GOAL | Please extract each line below that contains the string "black". Case counts.

DATASET ROWS |
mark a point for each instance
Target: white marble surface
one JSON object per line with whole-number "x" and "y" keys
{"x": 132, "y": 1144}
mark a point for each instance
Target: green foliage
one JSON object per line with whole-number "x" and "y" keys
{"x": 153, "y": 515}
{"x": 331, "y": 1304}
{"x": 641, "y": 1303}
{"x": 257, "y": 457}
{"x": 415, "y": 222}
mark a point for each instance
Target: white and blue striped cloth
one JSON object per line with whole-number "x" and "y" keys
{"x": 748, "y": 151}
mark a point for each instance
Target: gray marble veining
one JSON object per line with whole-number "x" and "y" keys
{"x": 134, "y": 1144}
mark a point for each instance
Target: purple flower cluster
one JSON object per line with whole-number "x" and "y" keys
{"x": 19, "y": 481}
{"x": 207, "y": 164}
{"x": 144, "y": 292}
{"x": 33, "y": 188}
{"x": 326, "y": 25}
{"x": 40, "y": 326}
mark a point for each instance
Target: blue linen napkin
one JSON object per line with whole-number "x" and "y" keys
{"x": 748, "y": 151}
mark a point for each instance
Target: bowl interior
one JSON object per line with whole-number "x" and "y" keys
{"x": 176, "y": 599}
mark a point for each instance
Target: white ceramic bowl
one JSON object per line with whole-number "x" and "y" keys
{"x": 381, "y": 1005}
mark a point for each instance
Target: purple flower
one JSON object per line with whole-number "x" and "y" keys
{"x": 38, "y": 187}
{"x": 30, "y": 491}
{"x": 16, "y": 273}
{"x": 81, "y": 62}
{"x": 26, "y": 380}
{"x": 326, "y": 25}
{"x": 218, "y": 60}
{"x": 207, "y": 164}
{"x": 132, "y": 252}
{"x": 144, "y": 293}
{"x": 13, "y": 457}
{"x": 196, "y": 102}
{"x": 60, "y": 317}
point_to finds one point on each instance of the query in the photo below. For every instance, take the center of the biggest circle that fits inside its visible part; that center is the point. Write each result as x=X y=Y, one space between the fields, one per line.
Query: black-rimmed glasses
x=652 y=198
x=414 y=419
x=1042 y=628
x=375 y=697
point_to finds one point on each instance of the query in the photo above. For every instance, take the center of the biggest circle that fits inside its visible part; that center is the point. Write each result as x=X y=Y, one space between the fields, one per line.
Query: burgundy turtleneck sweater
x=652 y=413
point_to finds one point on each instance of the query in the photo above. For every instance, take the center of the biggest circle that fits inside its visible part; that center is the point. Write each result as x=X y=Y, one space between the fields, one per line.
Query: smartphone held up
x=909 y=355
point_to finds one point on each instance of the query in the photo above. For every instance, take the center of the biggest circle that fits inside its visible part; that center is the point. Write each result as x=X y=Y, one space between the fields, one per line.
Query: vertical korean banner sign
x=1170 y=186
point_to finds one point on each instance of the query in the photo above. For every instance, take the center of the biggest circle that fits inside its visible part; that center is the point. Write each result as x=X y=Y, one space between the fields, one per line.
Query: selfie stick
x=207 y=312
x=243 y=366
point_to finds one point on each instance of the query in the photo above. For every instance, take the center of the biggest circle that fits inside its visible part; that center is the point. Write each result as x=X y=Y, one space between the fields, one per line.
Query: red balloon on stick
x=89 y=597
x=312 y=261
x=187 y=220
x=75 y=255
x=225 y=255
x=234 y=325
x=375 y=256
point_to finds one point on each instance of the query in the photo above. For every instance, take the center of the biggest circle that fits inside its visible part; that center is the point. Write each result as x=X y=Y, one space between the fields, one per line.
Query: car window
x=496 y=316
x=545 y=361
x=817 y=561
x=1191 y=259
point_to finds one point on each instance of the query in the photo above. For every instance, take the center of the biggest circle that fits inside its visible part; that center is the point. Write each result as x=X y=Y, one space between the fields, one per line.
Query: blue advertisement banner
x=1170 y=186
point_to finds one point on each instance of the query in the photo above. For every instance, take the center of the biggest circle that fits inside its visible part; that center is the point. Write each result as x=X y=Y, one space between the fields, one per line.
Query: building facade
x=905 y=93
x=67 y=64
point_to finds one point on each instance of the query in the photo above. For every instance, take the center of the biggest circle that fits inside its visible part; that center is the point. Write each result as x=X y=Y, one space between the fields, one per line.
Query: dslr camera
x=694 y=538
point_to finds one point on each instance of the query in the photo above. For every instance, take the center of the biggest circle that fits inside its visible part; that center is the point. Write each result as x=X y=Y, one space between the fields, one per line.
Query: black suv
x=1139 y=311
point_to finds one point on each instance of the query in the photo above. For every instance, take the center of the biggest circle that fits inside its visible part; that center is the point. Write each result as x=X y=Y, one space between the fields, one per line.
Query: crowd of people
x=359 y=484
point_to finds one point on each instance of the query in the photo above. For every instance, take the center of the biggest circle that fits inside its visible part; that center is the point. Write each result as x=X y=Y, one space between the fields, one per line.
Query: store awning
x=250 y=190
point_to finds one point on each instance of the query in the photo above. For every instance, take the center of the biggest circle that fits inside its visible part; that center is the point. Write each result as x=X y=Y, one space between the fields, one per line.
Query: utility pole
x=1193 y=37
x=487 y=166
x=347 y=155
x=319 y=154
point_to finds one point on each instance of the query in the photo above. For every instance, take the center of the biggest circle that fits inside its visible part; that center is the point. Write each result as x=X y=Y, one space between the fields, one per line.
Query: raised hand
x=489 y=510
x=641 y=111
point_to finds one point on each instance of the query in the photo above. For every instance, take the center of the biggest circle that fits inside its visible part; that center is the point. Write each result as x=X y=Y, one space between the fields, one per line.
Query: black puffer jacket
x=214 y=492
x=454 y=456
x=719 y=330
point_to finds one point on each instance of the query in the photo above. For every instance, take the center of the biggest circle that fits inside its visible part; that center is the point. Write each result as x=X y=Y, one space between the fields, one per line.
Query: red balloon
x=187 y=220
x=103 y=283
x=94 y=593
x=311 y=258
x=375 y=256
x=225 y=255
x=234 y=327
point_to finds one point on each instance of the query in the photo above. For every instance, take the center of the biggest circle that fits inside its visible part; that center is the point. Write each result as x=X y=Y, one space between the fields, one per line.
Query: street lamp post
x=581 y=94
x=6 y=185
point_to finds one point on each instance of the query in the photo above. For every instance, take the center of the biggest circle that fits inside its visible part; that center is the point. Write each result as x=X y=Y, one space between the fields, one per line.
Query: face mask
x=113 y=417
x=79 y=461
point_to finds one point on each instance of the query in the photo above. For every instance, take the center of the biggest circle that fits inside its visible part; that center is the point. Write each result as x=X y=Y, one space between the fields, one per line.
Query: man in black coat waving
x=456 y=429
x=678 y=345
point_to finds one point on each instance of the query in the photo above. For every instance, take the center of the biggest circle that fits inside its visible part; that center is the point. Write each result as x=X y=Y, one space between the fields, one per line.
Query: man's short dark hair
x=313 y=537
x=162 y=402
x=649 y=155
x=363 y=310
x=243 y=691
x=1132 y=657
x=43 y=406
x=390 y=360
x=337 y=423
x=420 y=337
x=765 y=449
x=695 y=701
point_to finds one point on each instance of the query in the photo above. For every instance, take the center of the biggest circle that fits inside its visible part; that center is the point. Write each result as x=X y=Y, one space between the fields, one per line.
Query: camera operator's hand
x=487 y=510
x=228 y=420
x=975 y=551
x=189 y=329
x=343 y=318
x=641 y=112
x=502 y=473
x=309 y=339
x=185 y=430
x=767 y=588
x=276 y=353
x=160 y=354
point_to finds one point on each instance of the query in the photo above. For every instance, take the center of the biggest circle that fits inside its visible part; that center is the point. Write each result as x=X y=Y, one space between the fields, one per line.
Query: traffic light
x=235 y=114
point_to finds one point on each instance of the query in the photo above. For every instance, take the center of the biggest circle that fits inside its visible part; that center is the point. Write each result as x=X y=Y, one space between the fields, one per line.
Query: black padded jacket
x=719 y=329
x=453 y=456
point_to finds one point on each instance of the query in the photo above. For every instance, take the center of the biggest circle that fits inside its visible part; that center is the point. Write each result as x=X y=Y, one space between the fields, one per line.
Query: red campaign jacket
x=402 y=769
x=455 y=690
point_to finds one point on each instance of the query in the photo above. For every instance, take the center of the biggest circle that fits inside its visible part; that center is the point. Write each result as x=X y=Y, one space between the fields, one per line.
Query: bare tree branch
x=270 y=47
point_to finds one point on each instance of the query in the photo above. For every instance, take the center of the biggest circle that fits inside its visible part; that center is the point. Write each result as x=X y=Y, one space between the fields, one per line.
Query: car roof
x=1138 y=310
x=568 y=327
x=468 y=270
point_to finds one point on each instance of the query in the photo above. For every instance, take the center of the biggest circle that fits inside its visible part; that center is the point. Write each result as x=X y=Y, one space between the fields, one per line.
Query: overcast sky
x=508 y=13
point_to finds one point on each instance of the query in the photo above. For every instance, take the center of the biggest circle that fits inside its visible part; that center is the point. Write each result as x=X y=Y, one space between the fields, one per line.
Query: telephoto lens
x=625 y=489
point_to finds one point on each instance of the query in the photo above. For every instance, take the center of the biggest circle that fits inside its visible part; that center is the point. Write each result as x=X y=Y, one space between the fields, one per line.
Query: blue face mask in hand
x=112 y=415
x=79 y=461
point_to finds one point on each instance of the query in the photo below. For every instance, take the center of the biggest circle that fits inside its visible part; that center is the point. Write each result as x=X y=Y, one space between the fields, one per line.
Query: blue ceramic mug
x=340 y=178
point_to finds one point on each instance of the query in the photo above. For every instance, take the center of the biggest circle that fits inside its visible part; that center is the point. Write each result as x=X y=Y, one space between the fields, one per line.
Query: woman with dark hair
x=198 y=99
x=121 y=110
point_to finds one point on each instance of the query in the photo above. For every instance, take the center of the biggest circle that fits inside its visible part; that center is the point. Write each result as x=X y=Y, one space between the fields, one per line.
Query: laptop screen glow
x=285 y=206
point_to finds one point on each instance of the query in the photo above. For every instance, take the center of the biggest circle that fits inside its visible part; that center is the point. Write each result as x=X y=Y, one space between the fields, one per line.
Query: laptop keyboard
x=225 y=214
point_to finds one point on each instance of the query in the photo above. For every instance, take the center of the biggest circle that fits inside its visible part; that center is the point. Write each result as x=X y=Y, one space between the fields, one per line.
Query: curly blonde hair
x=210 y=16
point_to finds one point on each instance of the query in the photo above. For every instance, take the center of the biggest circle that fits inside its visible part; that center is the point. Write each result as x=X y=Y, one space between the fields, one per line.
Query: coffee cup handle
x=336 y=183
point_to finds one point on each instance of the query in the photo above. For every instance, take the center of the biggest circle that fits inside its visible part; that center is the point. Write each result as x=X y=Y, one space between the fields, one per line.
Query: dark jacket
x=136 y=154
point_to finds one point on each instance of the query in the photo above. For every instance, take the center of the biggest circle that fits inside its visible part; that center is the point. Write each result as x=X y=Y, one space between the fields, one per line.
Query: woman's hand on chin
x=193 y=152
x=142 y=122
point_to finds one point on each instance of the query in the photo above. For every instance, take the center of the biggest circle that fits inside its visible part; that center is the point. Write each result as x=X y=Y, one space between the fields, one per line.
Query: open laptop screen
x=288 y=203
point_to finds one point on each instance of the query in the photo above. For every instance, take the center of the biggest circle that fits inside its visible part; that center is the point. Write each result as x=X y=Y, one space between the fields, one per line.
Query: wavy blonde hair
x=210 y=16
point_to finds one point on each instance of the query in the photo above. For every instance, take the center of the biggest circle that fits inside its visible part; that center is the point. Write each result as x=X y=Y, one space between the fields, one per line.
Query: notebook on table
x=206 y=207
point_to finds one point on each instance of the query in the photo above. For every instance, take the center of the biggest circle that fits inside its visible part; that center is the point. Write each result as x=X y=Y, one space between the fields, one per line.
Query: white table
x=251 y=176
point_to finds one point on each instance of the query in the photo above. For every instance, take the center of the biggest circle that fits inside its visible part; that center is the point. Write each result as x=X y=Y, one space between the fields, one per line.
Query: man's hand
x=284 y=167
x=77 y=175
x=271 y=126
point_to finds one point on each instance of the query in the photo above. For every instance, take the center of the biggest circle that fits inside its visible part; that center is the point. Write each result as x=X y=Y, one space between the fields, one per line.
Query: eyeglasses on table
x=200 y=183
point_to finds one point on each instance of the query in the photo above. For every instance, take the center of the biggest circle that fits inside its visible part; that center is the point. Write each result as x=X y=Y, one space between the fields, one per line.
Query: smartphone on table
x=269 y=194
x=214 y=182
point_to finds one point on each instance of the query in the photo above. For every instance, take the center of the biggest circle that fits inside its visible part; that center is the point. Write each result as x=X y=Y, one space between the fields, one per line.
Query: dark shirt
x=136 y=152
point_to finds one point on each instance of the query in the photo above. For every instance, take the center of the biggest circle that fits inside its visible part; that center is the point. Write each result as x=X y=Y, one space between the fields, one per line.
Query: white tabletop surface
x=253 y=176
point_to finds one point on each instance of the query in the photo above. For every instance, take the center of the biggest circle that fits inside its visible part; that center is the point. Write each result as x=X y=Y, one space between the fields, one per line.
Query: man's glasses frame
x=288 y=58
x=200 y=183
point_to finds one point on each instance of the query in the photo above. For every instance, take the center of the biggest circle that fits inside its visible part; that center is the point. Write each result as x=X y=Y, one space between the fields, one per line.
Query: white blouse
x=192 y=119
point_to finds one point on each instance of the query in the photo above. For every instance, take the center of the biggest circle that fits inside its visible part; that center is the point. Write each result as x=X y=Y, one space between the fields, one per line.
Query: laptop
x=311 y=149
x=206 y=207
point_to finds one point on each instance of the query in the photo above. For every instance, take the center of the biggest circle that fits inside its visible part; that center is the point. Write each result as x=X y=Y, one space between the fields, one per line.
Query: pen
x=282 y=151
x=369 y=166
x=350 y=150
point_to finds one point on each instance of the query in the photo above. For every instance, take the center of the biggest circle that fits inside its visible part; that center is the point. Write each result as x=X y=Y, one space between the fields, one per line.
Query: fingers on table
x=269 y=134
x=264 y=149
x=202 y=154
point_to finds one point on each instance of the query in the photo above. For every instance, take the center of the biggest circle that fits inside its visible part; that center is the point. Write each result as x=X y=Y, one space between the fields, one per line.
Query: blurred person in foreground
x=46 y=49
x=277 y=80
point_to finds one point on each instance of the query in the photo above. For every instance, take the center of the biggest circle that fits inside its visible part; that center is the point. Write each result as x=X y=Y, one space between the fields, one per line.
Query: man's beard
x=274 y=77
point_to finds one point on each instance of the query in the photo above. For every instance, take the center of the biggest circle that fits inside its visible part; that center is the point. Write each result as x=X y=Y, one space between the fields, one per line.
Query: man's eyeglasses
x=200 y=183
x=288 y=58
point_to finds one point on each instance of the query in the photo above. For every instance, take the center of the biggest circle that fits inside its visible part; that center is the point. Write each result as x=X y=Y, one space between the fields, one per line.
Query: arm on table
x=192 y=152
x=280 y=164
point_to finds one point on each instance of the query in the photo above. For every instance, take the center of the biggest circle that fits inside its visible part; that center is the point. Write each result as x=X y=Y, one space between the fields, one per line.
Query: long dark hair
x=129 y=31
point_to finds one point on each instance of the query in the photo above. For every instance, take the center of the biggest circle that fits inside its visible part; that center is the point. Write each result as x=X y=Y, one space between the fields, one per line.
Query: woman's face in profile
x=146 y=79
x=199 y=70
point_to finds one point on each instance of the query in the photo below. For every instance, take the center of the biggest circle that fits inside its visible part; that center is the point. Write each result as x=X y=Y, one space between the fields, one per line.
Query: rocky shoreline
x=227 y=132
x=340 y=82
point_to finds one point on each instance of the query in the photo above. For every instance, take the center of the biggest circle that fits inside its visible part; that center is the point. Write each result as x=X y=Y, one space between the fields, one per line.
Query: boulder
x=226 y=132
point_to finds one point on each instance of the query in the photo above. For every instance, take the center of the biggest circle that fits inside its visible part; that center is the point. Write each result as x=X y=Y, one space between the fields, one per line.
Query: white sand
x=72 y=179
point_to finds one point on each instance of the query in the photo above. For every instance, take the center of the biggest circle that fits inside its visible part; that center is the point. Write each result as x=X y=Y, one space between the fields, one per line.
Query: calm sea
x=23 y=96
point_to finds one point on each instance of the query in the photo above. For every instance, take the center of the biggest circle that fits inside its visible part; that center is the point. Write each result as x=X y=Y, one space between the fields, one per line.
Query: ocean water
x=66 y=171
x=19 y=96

TASK OUTPUT |
Query: black-rimmed glasses
Query: black suv
Query: black puffer jacket
Query: man in black coat waving
Query: black padded jacket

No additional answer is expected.